Given problem ->
Copy the data starting at the line that contains "Can you see the bookshelf" and ending at the line that contains "column 127, row 365", with "Drop" changed to "Place" and nothing else altered.

Data to use ->

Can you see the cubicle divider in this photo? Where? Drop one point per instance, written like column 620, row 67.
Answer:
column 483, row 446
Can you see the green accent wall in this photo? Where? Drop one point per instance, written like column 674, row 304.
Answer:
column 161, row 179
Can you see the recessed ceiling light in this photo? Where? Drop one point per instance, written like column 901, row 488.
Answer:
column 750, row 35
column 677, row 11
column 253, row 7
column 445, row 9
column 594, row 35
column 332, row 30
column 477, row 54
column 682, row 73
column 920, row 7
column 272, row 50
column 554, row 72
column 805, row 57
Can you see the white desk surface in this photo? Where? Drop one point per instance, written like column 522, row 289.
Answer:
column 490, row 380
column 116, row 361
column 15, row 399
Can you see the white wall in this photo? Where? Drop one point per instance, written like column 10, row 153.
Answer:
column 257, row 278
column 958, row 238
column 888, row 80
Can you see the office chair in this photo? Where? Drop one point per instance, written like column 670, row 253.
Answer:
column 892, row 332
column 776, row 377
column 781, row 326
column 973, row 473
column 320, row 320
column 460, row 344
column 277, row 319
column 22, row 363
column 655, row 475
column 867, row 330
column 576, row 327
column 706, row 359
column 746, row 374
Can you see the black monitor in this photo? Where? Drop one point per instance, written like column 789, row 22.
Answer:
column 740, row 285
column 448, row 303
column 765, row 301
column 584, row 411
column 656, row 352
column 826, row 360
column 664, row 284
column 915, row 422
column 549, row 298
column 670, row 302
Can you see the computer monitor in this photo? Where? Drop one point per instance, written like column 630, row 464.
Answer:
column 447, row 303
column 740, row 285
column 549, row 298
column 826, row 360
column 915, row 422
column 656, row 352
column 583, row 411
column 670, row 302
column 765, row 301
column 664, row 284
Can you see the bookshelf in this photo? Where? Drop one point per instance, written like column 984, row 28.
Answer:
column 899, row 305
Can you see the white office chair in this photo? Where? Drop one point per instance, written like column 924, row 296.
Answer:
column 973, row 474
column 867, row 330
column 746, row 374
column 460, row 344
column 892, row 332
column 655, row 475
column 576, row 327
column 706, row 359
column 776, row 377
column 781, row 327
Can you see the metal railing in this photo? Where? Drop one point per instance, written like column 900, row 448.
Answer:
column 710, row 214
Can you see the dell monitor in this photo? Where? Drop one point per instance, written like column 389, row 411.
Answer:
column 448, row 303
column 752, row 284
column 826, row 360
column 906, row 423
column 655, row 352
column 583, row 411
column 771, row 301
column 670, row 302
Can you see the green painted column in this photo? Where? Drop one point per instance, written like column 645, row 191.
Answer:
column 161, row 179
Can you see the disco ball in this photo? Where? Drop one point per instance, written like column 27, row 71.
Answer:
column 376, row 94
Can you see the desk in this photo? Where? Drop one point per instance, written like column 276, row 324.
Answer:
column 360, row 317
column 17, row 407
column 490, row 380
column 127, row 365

---

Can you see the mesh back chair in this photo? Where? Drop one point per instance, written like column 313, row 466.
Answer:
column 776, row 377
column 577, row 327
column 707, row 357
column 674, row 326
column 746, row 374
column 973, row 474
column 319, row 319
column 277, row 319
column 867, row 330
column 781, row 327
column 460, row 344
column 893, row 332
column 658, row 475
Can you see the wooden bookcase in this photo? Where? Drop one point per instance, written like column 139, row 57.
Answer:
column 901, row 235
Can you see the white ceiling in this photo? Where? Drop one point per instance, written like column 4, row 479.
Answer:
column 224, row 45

Result ->
Can you see the bookshelf in this photo? Where? Place one point per instance, written like column 984, row 28.
Answer:
column 899, row 305
Can you see the white office chair in this photo? Where? Place one point per instance, written like column 924, row 296.
Answer:
column 973, row 474
column 867, row 330
column 746, row 374
column 460, row 344
column 892, row 332
column 655, row 475
column 576, row 327
column 706, row 359
column 776, row 377
column 781, row 327
Can you see the metal railing in this photo? Where? Place one point per instance, written like column 900, row 448.
Answer:
column 710, row 214
Can you see the dell monitor in this photo? Where? Place one point per instance, written like column 389, row 411.
Answer:
column 448, row 303
column 752, row 284
column 826, row 360
column 906, row 423
column 655, row 352
column 583, row 411
column 771, row 301
column 670, row 302
Can you see the green painted column in this photo? Where? Place one point per instance, written like column 645, row 191.
Answer:
column 161, row 179
Can you see the disco ball in this photo? Where? Place one point per instance, written like column 27, row 71.
Answer:
column 376, row 94
Can you see the desk in this photo? Where? Place one point per instance, written like column 276, row 324.
Answer:
column 360, row 317
column 17, row 407
column 490, row 380
column 127, row 365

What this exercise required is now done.